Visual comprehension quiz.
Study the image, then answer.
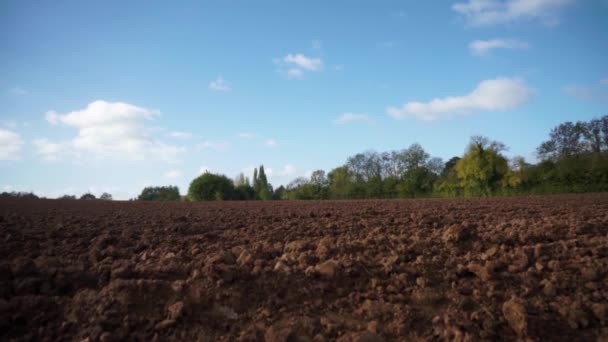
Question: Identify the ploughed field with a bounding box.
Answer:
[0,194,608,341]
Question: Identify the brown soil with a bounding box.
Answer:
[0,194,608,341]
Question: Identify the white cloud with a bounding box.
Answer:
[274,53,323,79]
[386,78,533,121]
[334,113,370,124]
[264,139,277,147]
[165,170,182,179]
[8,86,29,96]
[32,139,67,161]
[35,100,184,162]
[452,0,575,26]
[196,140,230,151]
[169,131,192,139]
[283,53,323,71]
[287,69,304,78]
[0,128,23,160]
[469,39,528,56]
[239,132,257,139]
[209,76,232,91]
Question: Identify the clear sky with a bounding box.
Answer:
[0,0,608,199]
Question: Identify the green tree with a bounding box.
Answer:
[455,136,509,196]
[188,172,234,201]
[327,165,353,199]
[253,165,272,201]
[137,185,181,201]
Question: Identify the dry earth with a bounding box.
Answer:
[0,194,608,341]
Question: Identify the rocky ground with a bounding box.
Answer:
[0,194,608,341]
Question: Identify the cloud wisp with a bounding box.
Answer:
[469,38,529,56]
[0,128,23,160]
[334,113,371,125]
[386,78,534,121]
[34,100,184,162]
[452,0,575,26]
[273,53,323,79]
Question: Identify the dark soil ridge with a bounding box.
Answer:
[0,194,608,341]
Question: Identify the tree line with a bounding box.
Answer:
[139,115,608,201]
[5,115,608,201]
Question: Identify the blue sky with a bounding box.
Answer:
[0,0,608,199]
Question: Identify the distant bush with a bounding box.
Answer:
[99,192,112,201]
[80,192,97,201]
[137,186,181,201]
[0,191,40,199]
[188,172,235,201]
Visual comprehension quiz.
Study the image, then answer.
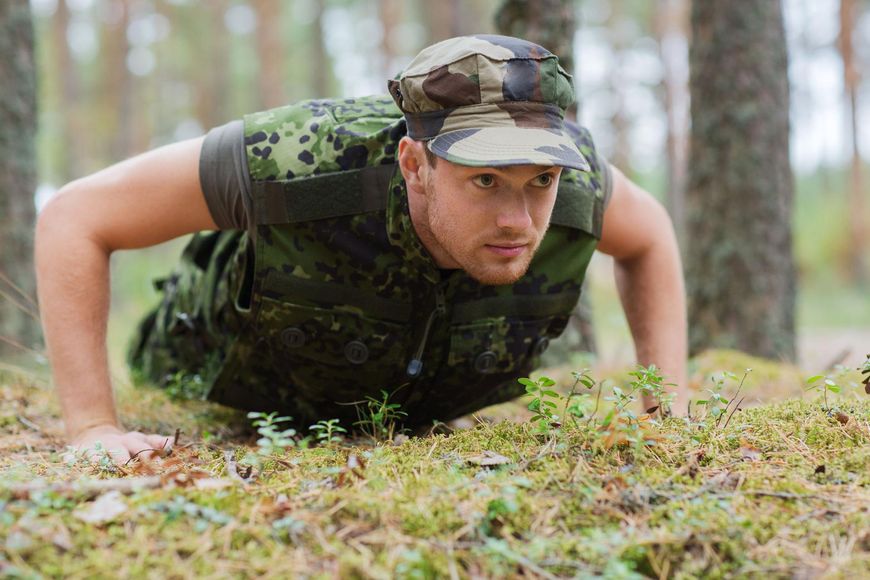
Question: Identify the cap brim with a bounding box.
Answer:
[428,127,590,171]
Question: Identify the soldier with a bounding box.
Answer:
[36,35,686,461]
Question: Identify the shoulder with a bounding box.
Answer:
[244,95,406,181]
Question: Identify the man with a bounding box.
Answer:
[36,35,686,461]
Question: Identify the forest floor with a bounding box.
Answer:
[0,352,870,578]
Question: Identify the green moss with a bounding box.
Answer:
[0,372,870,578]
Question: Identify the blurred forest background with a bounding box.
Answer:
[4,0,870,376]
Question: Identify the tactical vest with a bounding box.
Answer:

——————————

Task instructions » Convert every line of the records above into a numbered list, skipping any blank lines and leaving out the pictures.

Answer »
1. Visual comprehension quiz.
2. Study the image, then answer.
3. Question: Identify the ploughed field with a bounding box.
4. Answer:
5. [0,194,608,341]
6. Question: Identify the brown soil with a bounding box.
7. Answer:
8. [0,194,608,341]
9. Question: Identify the white cloud with a bounding box.
10. Answer:
11. [274,53,323,79]
12. [386,78,533,121]
13. [334,113,370,124]
14. [264,139,277,147]
15. [165,170,182,179]
16. [8,86,29,96]
17. [32,139,67,161]
18. [35,100,184,162]
19. [452,0,575,26]
20. [196,140,230,151]
21. [169,131,192,139]
22. [283,53,323,71]
23. [287,69,304,78]
24. [0,128,23,160]
25. [469,39,528,56]
26. [239,132,257,139]
27. [209,76,232,91]
28. Question: Identify the clear sky with a bounding box.
29. Answer:
30. [0,0,608,199]
31. Question: Identify the green tree with a bounding box.
32. Answer:
33. [455,136,509,196]
34. [188,172,234,201]
35. [327,165,353,199]
36. [253,165,272,201]
37. [137,185,181,201]
38. Question: Identify the dry earth with a bounding box.
39. Answer:
40. [0,194,608,341]
41. Question: Identify the rocky ground with a bounding box.
42. Answer:
43. [0,194,608,341]
44. Question: Identify the cloud wisp with a bounding box.
45. Answer:
46. [469,38,529,56]
47. [0,128,23,160]
48. [334,113,371,125]
49. [386,78,534,121]
50. [34,100,184,162]
51. [452,0,575,26]
52. [273,53,323,79]
53. Question: Identify the dark soil ridge with a bounding box.
54. Answer:
55. [0,194,608,341]
56. Question: Identify the tree line with a bounding box.
57. Answer:
58. [139,115,608,201]
59. [5,115,608,201]
60. Question: Identify the blue sky with a bounding box.
61. Answer:
62. [0,0,608,199]
63. Question: Identify the distant bush with a bounding box.
64. Answer:
65. [99,192,112,201]
66. [80,192,97,201]
67. [137,186,181,201]
68. [0,191,40,199]
69. [188,172,235,201]
70. Visual comprehension quiz.
71. Study the image, then answer.
72. Question: Identify the cap brim with a bounding box.
73. Answer:
74. [428,127,590,171]
75. Question: Identify the soldier with a bounding box.
76. Answer:
77. [36,35,686,461]
78. Question: Identify the shoulder with a bounding box.
79. Answer:
80. [244,95,406,181]
81. Question: Identify the man with a bounding box.
82. Answer:
83. [36,35,686,461]
84. Question: Identify the forest floor with a bounding box.
85. Answer:
86. [0,352,870,578]
87. Question: Identify the green moss with a bounding box.
88. Answer:
89. [0,372,870,578]
90. Question: Identify the blurred forest background with a bounding box.
91. Answer:
92. [4,0,870,376]
93. Question: Identify the tactical vest with a bounding box.
94. Answer:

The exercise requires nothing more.